## SOURCE PASSAGE
┄┄┄┄┄┄

Control flow statements are statements that affect the flow of the program
based on certain values and conditions.
In high-level languages:
control flow statements come in the form of basic conditional blocks and loops,
which are translated into low-level control flow statements by the compiler.
Conditional Blocks
Conditional code blocks are implemented in most programming languages using
the if statement.
They allow for specifying one or more condition that controls whether a block of
code is executed or not.
Switch blocks
Switch blocks (also known as n-way conditionals) usually take an input value
and define multiple code blocks that can get executed for different input values.
One or more values are assigned to each code block, and the program jumps to
the correct code block in runtime based on the incoming input value.
The compiler implements this feature by:
- generating code that takes the input value and
- searches for the correct code block to execute,
- usually by consulting a lookup table that has pointers to all the different code
blocks.
LOOPS
Loops allow programs to repeatedly execute the same code block
any number of times.
A loop typically manages a counter that determines the number of
iterations already performed or the number of iterations that remain.
All loops include some kind of conditional statement that determines
when the loop is interrupted.
Another way to look at a loop is:
- as a conditional statement that is identical to a conditional block,
with the difference that the conditional block is executed
repeatedly.
The process is interrupted when the condition is no longer satisfied.

┄┄┄┄┄┄

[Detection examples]
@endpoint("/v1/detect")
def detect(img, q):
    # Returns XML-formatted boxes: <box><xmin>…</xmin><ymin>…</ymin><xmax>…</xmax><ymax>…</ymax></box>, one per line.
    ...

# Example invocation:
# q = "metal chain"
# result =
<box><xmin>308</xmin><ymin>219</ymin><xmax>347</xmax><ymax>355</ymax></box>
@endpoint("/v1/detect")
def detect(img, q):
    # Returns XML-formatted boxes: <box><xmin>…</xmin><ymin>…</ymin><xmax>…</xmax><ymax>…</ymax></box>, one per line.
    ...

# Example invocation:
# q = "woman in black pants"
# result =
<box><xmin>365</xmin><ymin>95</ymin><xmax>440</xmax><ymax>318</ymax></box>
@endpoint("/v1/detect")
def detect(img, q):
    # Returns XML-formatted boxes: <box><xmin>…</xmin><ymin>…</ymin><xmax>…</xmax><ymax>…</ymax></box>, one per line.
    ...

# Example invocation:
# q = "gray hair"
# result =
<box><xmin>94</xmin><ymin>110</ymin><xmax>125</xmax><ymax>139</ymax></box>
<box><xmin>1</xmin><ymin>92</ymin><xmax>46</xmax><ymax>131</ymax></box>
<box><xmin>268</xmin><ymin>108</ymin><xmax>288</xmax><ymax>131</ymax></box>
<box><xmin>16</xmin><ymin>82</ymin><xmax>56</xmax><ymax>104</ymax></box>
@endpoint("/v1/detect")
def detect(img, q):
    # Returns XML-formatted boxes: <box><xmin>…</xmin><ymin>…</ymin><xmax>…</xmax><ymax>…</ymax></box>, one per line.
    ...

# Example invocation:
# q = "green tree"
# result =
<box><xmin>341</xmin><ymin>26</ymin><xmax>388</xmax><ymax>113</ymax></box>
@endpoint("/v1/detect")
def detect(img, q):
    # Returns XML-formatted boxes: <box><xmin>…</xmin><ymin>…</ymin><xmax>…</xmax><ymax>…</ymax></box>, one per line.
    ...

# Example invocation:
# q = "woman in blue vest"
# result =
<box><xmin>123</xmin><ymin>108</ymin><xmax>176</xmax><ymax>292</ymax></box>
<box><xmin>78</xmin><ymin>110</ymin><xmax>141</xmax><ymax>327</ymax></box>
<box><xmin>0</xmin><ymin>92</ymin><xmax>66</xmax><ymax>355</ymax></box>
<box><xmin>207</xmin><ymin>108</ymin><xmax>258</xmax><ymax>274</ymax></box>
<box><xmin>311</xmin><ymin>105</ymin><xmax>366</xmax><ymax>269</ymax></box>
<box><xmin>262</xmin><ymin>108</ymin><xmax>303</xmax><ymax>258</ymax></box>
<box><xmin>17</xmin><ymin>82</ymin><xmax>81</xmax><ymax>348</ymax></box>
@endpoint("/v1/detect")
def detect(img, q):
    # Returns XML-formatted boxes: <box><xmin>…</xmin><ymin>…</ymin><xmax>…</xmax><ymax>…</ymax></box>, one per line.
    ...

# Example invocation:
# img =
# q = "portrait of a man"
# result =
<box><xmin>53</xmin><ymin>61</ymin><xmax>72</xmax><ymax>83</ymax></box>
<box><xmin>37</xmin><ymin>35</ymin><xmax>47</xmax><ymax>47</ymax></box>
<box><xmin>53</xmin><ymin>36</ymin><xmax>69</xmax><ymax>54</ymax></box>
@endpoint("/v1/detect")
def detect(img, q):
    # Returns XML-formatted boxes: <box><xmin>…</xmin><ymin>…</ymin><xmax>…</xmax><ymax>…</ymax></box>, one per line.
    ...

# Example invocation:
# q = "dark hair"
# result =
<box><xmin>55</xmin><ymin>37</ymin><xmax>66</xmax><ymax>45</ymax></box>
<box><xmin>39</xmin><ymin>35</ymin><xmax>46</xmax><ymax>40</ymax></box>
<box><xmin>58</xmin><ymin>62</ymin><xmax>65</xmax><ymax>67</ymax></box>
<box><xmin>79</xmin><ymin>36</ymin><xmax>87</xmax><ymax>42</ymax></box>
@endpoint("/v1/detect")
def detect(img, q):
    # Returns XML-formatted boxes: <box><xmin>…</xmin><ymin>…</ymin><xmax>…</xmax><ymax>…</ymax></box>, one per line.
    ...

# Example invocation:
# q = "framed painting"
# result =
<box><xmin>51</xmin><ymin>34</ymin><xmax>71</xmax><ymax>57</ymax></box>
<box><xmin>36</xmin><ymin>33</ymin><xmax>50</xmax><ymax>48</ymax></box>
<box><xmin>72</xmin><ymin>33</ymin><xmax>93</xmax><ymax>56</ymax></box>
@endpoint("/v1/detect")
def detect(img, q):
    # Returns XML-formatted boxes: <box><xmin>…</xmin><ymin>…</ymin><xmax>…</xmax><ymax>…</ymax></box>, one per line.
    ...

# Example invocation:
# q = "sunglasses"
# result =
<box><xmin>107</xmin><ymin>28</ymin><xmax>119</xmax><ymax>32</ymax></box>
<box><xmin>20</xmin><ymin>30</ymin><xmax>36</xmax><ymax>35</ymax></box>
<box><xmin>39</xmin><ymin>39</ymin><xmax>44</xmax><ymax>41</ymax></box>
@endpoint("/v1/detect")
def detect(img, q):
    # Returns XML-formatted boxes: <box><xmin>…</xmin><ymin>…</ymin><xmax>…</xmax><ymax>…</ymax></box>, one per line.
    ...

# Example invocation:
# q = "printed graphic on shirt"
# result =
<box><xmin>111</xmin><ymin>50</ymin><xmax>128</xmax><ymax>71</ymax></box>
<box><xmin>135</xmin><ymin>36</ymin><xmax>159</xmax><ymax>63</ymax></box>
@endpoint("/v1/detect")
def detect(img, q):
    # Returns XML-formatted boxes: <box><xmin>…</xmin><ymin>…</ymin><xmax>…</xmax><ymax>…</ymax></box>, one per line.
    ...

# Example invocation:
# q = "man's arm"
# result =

┄┄┄┄┄┄

## PROBLEM
Write out the control flow passage word for word, from "One or more values" to "iterations that remain.". This data stands apart from the control flow passage.

## SOLUTION BELOW
One or more values are assigned to each code block, and the program jumps to
the correct code block in runtime based on the incoming input value.
The compiler implements this feature by:
- generating code that takes the input value and
- searches for the correct code block to execute,
- usually by consulting a lookup table that has pointers to all the different code
blocks.
LOOPS
Loops allow programs to repeatedly execute the same code block
any number of times.
A loop typically manages a counter that determines the number of
iterations already performed or the number of iterations that remain.